Предоставленный текст:
────────────────────────────────────────
— Что ни возьми, все на машинном масле поджарено, даже суп, — беззлобно-покорно нет-нет да и повторял он за столом. Но никогда не делал замечаний ни подавальщицам, ни кому бы то ни было из обслуги. Я вообще заметила: в доме творчества чем мельче “художник слова”, тем больше у него претензий к уборщицам, к дежурным при входе и гардеробе, к медсестрам, и особенно к официанткам: и то — не так, и это — не эдак. К малейшему шуму в коридоре такого рода писатели сверхчувствительны: все им мешает творить, кроме собственной несостоятельности. Такие, если что и сотворят, немедленно и подробно друг друга оповещают, просят послушать и т. п. Тарковский в те, уже славные для него годы, к подобным художникам слова относился великодушно: полусерьезно-полушутливо. Однако умел и отбояриваться, держать дистанцию. Даже и представить себе нельзя, чтобы Тарковский мог выйти из комнаты и заявить: я только что написал стихи! У стороннего наблюдателя создавалось такое впечатление, что этот пожилой обворожительный человек бьет баклуши, ничего не пишет, играет в нарды или в шахматы, кормит птиц и собак, разъезжает раз в неделю по магазинам, говорит с обитателями дома творчества о всякой ерунде. Этим Тарковский, пожалуй, и сохранял дистанцию. Я, дружа с ним, ни разу не слышала, где, когда и какое стихотворение им написано. Просто вдруг приглашал:
— У меня кое-что накопилось.
Так я услышала от него в 74–75-м годах “Мартовский снег”, “И это снилось мне, и это снится мне”, “Я тень из тех теней”, “С безымянного пальца кольцо”… Последнее, что я слышала из его уст в 76-м, на излете нашей дружбы: “Жили-были”, стихи о Сковороде, “Феофан Грек” и “Пушкинские эпиграфы” — цикл из четырех стихотворений. О последних трех я, помнится, отозвалась подробно-восторженно, а по поводу первого — развела руками:
— А что в них плохого?
— Ничего в них плохого нет, — без улыбки ответил Тарковский, как будто забыв уже привычный для нас жест неприятия, — но, верно, и хорошего мало, экая важность!
“Экая важность” могла относиться и к самому стихотворению и ко мне — слушательнице в равной мере. Теперь я понимаю, почему я про чудные стихи сказала: а что в них плохого? Они написаны четырехстопным хореем, от которого я тогда пыталась избавиться.
────────────────────────────────────────
Сохранённые записи
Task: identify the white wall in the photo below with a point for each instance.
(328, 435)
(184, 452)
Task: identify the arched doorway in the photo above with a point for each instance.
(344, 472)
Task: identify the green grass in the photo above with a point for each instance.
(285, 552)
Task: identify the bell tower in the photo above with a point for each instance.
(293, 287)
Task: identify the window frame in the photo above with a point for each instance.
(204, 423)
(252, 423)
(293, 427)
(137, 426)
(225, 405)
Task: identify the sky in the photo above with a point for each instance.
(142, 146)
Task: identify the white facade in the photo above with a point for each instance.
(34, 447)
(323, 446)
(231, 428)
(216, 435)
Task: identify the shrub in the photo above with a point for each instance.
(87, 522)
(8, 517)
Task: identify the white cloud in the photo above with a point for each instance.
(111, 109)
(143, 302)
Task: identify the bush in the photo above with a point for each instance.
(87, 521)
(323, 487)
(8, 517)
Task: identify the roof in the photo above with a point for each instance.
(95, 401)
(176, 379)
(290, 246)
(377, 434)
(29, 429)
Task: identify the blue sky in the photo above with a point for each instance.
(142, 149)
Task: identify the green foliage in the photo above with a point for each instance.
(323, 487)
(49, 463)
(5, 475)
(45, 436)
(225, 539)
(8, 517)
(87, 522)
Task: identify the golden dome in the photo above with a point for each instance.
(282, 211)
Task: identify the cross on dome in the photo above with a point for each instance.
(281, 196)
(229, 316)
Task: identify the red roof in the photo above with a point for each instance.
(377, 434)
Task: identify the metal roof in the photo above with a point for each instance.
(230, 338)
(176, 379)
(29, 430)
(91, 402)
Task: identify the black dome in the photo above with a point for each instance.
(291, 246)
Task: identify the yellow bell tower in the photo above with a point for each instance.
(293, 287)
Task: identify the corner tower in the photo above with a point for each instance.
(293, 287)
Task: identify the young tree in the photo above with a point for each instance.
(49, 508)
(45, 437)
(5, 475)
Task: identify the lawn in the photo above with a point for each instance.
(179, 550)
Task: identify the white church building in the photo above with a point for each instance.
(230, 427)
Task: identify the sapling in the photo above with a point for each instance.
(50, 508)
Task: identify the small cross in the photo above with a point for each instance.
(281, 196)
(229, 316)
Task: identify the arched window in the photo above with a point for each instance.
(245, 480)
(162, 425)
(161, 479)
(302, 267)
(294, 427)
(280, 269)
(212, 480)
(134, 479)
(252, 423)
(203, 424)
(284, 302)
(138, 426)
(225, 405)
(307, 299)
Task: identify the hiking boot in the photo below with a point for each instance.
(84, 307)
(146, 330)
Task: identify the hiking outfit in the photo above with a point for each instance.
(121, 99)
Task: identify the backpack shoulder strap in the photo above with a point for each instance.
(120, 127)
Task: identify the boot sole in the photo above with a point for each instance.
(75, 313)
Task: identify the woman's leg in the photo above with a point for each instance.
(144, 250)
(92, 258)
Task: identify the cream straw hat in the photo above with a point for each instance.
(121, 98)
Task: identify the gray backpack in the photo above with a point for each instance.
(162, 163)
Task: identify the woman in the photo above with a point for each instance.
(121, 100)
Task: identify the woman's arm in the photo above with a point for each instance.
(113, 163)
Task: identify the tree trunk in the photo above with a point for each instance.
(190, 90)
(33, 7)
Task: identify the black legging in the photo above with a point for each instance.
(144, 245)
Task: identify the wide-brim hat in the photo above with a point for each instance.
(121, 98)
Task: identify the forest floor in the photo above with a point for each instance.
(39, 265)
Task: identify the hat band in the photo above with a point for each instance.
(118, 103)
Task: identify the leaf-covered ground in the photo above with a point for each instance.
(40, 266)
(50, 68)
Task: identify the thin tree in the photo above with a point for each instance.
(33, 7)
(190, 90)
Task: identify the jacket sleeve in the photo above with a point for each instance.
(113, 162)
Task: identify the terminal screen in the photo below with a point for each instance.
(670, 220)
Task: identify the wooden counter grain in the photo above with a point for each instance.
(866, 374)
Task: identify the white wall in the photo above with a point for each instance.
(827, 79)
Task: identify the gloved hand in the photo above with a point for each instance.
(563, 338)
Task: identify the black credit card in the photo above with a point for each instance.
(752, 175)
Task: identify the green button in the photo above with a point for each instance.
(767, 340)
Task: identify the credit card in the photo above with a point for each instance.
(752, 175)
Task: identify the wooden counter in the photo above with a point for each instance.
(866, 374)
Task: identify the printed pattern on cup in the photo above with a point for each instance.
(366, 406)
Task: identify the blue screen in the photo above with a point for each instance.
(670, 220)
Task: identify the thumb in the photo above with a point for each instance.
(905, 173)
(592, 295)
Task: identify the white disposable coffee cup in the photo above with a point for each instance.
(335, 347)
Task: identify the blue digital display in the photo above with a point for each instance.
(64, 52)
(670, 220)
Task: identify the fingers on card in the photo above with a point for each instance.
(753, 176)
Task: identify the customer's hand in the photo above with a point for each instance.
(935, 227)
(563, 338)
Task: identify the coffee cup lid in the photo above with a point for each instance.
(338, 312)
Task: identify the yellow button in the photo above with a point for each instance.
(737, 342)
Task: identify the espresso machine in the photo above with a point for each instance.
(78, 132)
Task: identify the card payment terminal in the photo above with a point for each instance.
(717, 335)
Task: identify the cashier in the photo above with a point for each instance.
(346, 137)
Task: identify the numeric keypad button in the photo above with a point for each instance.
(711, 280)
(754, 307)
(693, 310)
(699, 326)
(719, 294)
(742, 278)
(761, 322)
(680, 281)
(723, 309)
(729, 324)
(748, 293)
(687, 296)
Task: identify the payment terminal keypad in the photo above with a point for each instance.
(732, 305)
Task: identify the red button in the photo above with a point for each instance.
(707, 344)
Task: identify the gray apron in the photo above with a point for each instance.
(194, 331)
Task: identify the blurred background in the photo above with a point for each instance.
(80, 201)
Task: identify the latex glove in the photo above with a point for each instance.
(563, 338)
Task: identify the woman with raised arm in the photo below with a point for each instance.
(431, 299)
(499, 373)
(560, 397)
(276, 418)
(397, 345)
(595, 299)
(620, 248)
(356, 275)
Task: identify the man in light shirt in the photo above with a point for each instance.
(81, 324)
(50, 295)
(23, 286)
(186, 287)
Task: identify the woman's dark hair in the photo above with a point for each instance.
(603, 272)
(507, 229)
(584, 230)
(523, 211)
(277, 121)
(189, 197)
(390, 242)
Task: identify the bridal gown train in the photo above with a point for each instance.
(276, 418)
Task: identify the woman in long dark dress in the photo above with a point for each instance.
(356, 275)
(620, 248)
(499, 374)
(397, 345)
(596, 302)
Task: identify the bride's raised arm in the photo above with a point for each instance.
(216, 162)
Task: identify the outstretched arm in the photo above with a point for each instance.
────────────────────────────────────────
Что требуется: Приведите заново фрагмент воспоминаний о Тарковском между словами «Так я услышала» и «мало, экая важность!» включительно, заменив в нем «Тарковский» на «Арсений Тарковский». Собранный материал для работы не потребуется.

Ответ к заданию:
Так я услышала от него в 74–75-м годах “Мартовский снег”, “И это снилось мне, и это снится мне”, “Я тень из тех теней”, “С безымянного пальца кольцо”… Последнее, что я слышала из его уст в 76-м, на излете нашей дружбы: “Жили-были”, стихи о Сковороде, “Феофан Грек” и “Пушкинские эпиграфы” — цикл из четырех стихотворений. О последних трех я, помнится, отозвалась подробно-восторженно, а по поводу первого — развела руками:
— А что в них плохого?
— Ничего в них плохого нет, — без улыбки ответил Арсений Тарковский, как будто забыв уже привычный для нас жест неприятия, — но, верно, и хорошего мало, экая важность!